(STATED PROBLEM) Gather every line in the records below that contains the word "stem".

(ENTRIES SUPPLIED)

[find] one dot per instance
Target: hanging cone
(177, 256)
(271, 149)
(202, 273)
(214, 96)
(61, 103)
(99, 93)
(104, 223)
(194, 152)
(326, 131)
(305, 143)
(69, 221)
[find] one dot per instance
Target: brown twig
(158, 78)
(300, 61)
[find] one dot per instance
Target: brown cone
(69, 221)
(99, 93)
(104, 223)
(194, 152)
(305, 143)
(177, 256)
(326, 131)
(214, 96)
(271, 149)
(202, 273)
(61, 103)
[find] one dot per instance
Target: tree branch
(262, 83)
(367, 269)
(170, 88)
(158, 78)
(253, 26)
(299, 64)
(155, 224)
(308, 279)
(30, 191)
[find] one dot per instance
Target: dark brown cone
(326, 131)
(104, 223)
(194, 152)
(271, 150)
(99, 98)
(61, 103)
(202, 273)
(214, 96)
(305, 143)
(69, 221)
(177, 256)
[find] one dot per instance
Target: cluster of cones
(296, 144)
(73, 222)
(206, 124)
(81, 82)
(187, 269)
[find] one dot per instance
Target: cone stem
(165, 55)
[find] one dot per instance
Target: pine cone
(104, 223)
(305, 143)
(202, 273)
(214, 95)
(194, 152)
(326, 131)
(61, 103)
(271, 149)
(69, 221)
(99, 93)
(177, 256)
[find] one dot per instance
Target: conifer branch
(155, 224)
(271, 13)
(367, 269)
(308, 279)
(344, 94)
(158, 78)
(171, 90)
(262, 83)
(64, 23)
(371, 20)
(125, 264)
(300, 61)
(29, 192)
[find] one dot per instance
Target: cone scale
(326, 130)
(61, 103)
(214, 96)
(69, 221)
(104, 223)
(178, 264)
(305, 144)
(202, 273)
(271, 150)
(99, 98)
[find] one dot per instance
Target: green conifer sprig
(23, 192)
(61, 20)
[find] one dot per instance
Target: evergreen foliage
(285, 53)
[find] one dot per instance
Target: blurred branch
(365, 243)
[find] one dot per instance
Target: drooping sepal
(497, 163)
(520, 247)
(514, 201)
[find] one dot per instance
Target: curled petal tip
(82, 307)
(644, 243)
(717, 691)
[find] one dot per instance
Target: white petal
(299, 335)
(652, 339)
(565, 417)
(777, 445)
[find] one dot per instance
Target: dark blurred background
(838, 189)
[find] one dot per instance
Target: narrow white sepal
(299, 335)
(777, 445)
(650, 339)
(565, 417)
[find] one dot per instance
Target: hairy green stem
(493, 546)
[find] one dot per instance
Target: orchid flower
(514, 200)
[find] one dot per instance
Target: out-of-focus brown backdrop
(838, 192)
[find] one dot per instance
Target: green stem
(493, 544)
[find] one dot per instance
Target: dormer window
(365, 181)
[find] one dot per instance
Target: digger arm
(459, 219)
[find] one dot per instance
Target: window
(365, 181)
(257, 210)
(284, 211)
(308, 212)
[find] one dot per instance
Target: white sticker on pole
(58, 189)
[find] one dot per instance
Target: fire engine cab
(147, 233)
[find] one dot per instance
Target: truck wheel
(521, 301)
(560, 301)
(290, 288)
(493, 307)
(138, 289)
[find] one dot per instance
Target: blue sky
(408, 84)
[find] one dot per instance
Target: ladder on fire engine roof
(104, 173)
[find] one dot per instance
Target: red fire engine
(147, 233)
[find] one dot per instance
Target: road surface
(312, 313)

(FULL RESPONSE)
Target: cone stem
Target: hairy green stem
Target: green stem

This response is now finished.